__EXERCISE DESCRIPTION__. Write the data out again exactly, dropping any images it holds.
begin
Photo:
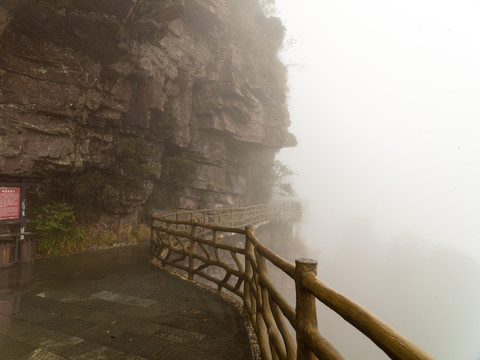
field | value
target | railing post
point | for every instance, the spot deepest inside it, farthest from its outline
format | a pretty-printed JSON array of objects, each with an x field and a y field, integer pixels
[
  {"x": 248, "y": 269},
  {"x": 193, "y": 250},
  {"x": 306, "y": 311}
]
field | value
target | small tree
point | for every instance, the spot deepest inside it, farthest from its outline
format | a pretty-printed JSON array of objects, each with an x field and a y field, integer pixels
[{"x": 281, "y": 174}]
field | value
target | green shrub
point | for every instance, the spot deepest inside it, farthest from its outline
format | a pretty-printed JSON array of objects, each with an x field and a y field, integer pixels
[
  {"x": 94, "y": 188},
  {"x": 58, "y": 232},
  {"x": 56, "y": 217}
]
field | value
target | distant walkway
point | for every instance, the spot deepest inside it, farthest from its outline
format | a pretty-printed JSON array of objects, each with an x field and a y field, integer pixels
[{"x": 113, "y": 305}]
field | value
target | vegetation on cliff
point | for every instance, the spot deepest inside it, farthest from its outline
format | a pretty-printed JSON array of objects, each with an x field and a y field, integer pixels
[{"x": 181, "y": 105}]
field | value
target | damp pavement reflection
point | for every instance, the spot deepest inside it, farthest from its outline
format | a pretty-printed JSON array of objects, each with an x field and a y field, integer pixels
[{"x": 113, "y": 304}]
end
__TASK SOLUTION__.
Photo:
field | value
target | railing post
point | for every instance, the spot deepest inside it, farthest from its outline
format | a pretty-printed JSON array of objects, each with an x field and a y field, integer pixels
[
  {"x": 248, "y": 269},
  {"x": 193, "y": 250},
  {"x": 306, "y": 311}
]
field | value
target | small tree
point | for every instance, the spot deepest inside it, farthest from its outline
format | a pretty-printed JSON array of objects, each with an x field and a y field, integer pixels
[{"x": 281, "y": 174}]
field | value
target | green shrub
point | for every instance, the spot deepest inside it, farthest from its outline
format | a pretty-printed JSON array of objects, each with an x field and a y field, integer pixels
[
  {"x": 94, "y": 188},
  {"x": 58, "y": 232},
  {"x": 56, "y": 217}
]
field | value
target | distant walkway
point | for every instance, the spot deepest inside it, farthest from its outline
format | a pretty-printed JSON array of objects, each with an x field and a y field, integer pixels
[{"x": 113, "y": 305}]
field | value
target | vegetation on cliff
point | for every instance, the spot deepest inside it, farthest from its outline
format | a pretty-printed JSON array of objects, each with an x field and a y field, integer pixels
[{"x": 181, "y": 105}]
field | value
target | damp pavement reflection
point | for every instance, the spot deepest inside it, farthest from its outline
format | a pretty-printed JSON array of objects, each with an x field and a y field, integer pixels
[{"x": 113, "y": 304}]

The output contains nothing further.